=== WHAT TO DO ===
In the listing below, print exactly the lines between the line holding "target | wooden fence" and the line holding "target | dog's head", inclusive, and no more.

··········

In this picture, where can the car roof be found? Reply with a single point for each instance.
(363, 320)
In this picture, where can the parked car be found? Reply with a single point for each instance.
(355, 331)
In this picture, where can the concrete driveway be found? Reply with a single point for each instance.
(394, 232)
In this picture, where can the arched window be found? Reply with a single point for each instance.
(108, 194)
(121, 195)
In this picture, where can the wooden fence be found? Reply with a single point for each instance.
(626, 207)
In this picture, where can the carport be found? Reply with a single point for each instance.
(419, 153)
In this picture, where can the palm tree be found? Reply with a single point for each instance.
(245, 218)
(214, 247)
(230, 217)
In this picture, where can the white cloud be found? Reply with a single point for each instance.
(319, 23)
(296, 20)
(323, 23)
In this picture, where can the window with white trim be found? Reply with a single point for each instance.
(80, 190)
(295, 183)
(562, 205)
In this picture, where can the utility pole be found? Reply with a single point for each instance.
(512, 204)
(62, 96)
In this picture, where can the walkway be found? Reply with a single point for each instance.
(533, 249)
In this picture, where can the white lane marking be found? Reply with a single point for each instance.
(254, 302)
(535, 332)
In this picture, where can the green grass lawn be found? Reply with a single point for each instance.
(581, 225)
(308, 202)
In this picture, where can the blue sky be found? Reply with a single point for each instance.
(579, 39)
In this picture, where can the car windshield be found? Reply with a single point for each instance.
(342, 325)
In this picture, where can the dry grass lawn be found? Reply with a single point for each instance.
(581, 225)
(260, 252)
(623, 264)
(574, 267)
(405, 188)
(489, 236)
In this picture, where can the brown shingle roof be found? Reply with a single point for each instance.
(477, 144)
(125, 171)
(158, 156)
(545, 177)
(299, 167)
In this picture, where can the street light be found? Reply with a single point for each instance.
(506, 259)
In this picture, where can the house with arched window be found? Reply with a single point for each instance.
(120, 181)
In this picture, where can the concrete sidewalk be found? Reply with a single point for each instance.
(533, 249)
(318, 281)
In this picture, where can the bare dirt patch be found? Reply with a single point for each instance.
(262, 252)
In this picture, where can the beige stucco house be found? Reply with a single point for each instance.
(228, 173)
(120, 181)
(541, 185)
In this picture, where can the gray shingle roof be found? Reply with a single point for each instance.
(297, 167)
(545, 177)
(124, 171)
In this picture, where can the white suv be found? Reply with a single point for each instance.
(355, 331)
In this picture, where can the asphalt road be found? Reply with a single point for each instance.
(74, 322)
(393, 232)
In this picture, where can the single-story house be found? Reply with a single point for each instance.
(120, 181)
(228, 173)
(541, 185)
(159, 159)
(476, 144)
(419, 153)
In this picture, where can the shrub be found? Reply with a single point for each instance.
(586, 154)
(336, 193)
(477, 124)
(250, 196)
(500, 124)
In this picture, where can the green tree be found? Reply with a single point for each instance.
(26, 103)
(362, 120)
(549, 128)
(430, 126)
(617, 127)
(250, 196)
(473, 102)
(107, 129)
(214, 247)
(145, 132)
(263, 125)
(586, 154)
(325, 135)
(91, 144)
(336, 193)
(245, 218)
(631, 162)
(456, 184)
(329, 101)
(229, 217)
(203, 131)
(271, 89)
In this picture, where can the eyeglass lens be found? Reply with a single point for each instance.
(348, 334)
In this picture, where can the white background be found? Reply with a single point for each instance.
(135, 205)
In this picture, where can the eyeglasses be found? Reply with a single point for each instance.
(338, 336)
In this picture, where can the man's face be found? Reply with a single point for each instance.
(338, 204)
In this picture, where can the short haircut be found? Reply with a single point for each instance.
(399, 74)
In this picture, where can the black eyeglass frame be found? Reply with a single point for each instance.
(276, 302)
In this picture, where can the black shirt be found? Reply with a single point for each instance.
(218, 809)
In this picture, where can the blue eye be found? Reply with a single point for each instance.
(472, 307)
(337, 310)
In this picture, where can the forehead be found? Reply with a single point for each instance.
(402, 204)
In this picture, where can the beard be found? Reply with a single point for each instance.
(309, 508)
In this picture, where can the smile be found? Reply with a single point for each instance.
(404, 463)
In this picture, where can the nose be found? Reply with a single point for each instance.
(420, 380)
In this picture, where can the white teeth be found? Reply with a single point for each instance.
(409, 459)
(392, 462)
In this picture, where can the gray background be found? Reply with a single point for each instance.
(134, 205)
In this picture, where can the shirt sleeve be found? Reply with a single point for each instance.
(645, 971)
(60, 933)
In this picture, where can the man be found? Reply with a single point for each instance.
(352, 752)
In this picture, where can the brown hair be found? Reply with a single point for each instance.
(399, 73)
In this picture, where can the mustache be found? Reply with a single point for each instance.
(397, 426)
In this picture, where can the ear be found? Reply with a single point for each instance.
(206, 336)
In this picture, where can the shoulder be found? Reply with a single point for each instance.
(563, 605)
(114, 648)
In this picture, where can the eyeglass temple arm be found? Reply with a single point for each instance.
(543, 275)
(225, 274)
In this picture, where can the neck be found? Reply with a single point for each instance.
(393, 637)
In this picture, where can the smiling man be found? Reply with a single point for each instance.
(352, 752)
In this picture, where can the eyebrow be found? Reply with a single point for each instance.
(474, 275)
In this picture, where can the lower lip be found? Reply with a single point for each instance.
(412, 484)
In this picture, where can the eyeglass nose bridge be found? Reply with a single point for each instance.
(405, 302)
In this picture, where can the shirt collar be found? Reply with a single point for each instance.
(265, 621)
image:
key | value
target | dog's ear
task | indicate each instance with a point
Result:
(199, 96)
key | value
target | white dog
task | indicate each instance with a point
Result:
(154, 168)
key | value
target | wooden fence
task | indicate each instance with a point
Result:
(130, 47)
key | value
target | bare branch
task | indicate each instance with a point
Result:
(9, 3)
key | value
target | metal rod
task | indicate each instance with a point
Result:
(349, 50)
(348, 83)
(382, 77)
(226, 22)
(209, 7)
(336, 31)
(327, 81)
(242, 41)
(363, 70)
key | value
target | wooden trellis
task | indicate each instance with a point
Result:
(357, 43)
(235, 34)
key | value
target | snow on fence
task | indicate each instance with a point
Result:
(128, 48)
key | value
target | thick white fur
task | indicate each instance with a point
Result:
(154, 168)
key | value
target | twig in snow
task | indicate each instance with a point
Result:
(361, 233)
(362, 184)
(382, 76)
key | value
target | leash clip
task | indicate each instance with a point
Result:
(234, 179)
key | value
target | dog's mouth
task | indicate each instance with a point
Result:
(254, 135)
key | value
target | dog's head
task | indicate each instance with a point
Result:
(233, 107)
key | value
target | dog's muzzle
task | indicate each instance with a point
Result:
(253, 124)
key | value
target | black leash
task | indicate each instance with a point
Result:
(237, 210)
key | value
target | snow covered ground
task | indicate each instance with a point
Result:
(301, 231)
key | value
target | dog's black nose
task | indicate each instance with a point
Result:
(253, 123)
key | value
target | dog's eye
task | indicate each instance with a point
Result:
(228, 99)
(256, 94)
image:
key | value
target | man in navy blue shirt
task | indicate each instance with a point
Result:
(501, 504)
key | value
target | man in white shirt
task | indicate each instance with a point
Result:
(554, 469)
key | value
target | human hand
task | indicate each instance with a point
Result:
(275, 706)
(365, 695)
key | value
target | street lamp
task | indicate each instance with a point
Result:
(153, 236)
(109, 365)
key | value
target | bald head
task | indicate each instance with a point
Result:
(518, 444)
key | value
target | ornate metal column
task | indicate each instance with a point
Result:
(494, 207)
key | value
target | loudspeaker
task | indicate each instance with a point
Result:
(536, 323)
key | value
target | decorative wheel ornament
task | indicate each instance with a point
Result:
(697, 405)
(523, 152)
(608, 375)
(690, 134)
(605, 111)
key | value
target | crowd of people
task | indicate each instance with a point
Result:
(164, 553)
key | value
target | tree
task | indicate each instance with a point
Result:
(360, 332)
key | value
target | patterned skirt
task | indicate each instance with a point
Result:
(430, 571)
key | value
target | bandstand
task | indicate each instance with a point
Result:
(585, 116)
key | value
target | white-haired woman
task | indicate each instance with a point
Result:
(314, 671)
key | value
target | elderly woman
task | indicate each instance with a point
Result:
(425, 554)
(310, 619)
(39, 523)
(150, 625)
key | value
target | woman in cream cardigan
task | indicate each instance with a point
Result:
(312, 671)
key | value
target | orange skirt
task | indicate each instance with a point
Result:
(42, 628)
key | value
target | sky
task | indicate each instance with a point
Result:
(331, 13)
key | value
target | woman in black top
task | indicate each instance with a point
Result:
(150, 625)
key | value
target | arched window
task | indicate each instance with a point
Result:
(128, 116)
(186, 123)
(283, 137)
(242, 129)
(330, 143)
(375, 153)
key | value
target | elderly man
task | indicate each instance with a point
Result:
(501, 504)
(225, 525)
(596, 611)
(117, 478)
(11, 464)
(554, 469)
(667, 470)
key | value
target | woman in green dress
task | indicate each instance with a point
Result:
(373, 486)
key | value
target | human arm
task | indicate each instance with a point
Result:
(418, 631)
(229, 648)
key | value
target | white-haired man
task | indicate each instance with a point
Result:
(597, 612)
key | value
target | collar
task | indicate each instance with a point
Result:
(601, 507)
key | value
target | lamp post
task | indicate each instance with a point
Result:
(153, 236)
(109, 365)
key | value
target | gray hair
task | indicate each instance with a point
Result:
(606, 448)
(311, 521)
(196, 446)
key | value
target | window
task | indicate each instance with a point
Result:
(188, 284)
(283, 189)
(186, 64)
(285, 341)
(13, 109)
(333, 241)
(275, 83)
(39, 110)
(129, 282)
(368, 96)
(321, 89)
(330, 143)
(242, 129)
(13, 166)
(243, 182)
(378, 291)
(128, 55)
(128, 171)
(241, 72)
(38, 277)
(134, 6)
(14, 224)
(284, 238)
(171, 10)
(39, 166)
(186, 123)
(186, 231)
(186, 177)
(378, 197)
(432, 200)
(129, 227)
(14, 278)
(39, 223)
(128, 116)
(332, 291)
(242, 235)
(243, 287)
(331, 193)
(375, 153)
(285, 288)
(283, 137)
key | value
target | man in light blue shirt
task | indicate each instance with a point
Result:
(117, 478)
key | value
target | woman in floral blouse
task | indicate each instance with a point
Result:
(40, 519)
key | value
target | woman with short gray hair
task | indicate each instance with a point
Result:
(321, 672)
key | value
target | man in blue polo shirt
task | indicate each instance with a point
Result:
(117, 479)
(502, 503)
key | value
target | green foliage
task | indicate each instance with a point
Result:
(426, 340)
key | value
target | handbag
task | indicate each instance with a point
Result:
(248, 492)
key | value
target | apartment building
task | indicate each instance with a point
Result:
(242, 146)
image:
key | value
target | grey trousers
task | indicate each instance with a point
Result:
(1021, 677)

··········

=== REPLY TO THE TASK ===
target | wooden fence
task | indicate each instance with a point
Result:
(130, 47)
key | value
target | bare branch
task | indicate each instance with a point
Result:
(9, 3)
key | value
target | metal rod
task | indicate each instance with a point
Result:
(349, 50)
(348, 83)
(382, 77)
(226, 22)
(209, 7)
(336, 31)
(327, 81)
(242, 41)
(363, 70)
key | value
target | wooden trellis
task | indicate each instance with a point
Result:
(357, 43)
(235, 34)
key | value
target | snow on fence
task | indicate each instance with a point
Result:
(128, 48)
key | value
target | thick white fur
task | indicate each instance with a point
Result:
(154, 168)
key | value
target | twig in snow
task | indicate each instance with a point
Result:
(361, 233)
(362, 184)
(382, 76)
key | value
target | leash clip
task | indicate each instance with a point
Result:
(234, 179)
key | value
target | dog's mouth
task | indicate each instance with a point
Result:
(254, 135)
key | value
target | dog's head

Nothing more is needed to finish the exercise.